## BEGIN Records

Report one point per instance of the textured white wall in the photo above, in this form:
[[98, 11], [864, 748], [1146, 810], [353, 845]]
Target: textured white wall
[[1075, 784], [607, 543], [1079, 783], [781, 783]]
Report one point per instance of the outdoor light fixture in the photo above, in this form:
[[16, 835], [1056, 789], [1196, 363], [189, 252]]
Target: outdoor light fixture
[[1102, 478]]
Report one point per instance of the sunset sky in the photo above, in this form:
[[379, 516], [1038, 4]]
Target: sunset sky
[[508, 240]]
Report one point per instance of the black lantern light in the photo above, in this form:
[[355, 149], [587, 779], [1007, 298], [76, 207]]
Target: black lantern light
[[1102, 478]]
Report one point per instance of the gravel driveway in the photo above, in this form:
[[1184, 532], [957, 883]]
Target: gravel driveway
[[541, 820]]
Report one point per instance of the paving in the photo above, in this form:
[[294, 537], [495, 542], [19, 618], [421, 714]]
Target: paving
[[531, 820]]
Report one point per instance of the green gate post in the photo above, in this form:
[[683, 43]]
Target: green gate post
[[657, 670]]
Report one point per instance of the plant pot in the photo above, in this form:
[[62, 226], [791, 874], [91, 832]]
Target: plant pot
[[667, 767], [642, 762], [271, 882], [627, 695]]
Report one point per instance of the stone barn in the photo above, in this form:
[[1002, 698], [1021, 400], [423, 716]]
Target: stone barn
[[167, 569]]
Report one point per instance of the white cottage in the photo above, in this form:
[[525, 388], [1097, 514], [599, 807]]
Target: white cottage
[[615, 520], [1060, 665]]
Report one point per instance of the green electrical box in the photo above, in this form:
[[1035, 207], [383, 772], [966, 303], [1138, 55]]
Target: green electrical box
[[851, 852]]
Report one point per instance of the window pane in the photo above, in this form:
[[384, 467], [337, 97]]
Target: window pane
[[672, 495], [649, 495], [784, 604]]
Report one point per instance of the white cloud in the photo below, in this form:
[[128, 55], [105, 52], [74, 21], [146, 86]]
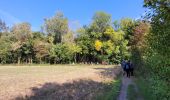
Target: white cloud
[[8, 18], [74, 25]]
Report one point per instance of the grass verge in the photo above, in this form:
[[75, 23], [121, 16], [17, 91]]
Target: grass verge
[[111, 91], [132, 93], [144, 89]]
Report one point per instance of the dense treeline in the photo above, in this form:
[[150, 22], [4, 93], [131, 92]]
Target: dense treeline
[[102, 41], [152, 53]]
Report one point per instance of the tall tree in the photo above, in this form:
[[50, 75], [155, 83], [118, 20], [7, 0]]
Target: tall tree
[[56, 26], [22, 33]]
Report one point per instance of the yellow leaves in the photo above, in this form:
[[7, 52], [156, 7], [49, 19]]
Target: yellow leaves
[[98, 45], [109, 31], [114, 35]]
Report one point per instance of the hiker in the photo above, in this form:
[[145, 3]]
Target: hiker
[[131, 68], [123, 63], [127, 68]]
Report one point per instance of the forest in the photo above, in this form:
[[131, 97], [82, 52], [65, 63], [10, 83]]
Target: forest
[[145, 41]]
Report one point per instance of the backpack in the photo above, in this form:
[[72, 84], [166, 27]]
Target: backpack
[[127, 66]]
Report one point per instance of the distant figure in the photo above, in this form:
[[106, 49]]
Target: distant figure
[[131, 69], [123, 63], [127, 67]]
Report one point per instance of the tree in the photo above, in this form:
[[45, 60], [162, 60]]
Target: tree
[[22, 33], [56, 26]]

## END Records

*What is required*. Reproduce only the lines running from the one that contains "Report one point per instance of the tall" to the last line of the records.

*Finished answer*.
Report one point per instance of the tall tree in the photo above, in this form:
[[50, 75], [155, 83], [118, 20], [7, 0]]
Target: tall tree
[[56, 26], [22, 33]]
Report one point per instance of the yellow leaves in the photo above, in this form:
[[7, 52], [156, 7], [49, 19]]
Target: yellow leaves
[[98, 45], [109, 31], [114, 35]]
Report one point per instance of the hiker in the photo above, in this form:
[[145, 3]]
Target: hiker
[[131, 68], [123, 63], [127, 68]]
Report one point per instance of the forest in the photo above, in this form:
[[131, 97], [82, 52], [65, 63], [10, 83]]
Target: forest
[[145, 41]]
Report one point per instance of the backpack in the photo above, in this form:
[[72, 84], [166, 27]]
Target: backpack
[[127, 66]]
Report one point per instance of the distant figure in the photo above, in this form:
[[106, 49]]
Target: distant figure
[[131, 69], [123, 63], [127, 67]]
Report one point per instance of the tree in the photo above, in this form:
[[45, 60], [162, 60]]
Target: tree
[[22, 33], [56, 26]]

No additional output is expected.